About

The Open-Community Resource for Organic Animal Microbiome Education and Research Project (or open-ROAMER) is a USDA OREI funded research project aimed at launching microbiome research within the organic livestock community. Outcomes from the research will produce new, evidence-based tools to combat livestock diseases and production challenges affecting dairy health.

To demonstrate the utility of this resource, we will use mastitis – one of the most important diseases affecting dairy health – as a test case. For this test case, we will enroll 600 heifers in a study for the purpose of uncovering both the epidemiological (e.g., host and farm) and microbial risk factors associated with the development of mastitis, while also pursuing the development of a new microbial-based preventive for mastitis in heifers. In doing so, we will add to existing mastitis prevention protocols with new strategies and tools that will have immediate impacts on mastitis rates.

These research activities will be expanded to include an accessible, microbiome-based data repository and analytics pipeline that will be populated with the largest existing sequence database of the cow udder microbiome – including robust metadata, sequence-to-statistics workflows, and educational modules – that can be used by the organic livestock community for the purpose of driving their own microbiome-based discoveries.

The results from this research will provide organic livestock producers with long-term strategies for preventing, managing and treating mastitis, as well as new, data-driven tools that will enable producers to utilize both the complexity and power of the microbiome to improve dairy production, and most importantly, dairy health.

==============================

### Required actions
1. Using the About text, answer the following:
(a) Which program funds the open-ROAMER project?
(b) How many heifers will be enrolled in the mastitis study?
(c) What database will the data repository be populated with?
2. Please explain, based on the About text, why mastitis was chosen as the test case.
3. In the About text, repeat the stretch from "These research activities" through "importantly, dairy health.".

==============================

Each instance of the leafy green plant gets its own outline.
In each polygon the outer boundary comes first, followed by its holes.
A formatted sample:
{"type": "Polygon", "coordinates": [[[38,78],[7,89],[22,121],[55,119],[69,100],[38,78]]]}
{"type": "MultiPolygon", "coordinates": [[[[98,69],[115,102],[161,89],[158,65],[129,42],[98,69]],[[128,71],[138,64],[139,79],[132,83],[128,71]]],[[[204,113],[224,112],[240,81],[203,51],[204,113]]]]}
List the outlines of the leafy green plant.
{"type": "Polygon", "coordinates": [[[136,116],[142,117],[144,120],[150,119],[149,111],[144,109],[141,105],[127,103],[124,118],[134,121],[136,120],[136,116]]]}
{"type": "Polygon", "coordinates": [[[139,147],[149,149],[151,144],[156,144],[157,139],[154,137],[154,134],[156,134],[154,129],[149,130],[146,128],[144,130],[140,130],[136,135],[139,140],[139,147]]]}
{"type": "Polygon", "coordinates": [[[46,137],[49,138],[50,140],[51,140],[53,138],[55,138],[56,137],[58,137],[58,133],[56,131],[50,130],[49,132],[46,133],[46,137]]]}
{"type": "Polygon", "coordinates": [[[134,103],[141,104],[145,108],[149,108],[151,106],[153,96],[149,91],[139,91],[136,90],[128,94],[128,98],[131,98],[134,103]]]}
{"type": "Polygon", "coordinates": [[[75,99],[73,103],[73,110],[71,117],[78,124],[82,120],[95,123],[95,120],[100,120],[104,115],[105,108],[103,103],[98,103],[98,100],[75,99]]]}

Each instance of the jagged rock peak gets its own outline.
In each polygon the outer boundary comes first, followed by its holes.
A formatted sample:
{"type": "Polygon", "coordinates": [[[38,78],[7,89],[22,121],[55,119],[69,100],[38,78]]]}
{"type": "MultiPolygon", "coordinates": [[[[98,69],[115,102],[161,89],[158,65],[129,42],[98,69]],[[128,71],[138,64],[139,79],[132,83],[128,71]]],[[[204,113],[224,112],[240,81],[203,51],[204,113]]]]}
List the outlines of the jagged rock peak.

==============================

### Solutions by task
1.
(a) The USDA OREI.
(b) 600 heifers.
(c) The largest existing sequence database of the cow udder microbiome.

2. Mastitis serves as a test case to demonstrate the usefulness of the open-ROAMER resource. It was chosen because it is one of the most important diseases affecting dairy health.

3.
These research activities will be expanded to include an accessible, microbiome-based data repository and analytics pipeline that will be populated with the largest existing sequence database of the cow udder microbiome – including robust metadata, sequence-to-statistics workflows, and educational modules – that can be used by the organic livestock community for the purpose of driving their own microbiome-based discoveries.

The results from this research will provide organic livestock producers with long-term strategies for preventing, managing and treating mastitis, as well as new, data-driven tools that will enable producers to utilize both the complexity and power of the microbiome to improve dairy production, and most importantly, dairy health.